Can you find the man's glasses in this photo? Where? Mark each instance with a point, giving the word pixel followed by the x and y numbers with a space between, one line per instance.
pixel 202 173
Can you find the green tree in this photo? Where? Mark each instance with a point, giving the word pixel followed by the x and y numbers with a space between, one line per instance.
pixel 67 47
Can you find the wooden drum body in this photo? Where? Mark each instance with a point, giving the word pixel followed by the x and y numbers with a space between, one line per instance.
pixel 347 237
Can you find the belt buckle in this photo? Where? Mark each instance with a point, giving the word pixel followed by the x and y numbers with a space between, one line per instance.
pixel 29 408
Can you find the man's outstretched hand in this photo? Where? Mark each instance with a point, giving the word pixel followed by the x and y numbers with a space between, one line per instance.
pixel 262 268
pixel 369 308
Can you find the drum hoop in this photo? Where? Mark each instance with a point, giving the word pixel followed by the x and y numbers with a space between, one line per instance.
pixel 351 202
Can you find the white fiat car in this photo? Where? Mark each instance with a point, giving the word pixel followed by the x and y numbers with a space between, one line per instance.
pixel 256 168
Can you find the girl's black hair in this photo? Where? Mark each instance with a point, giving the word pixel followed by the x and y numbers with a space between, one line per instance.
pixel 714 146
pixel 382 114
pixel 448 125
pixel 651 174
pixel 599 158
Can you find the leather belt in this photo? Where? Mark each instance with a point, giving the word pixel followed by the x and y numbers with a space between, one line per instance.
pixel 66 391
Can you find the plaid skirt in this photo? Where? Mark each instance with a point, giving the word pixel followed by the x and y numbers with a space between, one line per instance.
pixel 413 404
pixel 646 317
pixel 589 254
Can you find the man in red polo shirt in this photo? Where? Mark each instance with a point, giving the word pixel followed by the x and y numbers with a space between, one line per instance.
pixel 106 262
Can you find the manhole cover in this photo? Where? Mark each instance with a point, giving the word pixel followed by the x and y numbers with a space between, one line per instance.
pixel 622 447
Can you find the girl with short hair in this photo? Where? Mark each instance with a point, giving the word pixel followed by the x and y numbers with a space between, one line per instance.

====================

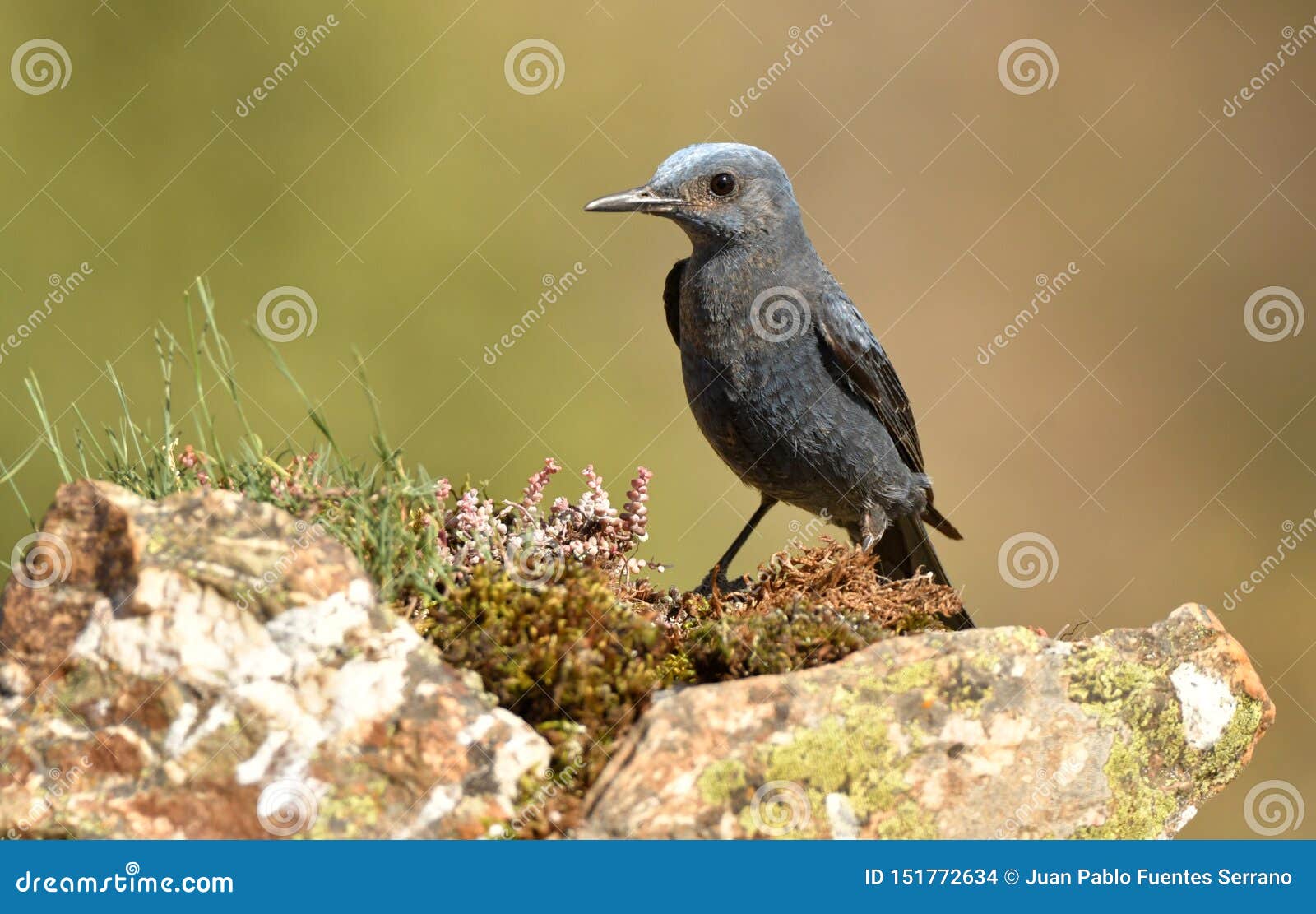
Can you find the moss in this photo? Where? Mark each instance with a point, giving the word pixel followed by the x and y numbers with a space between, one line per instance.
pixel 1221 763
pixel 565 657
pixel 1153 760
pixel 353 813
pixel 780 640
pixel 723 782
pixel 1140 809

====================

Which lines in the items contain the word "hair"? Pick out each of them and copy it in full.

**Correct result**
Can you find the girl's black hair in this photo? Where? Mark each instance with a point, giving the word pixel followed by the x and y numbers with a space between, one line per instance.
Can you find the girl with short hair in this photo? Where? Mark each instance with a point, giving the word pixel followed by the x and y numbers with a space between, one line per instance.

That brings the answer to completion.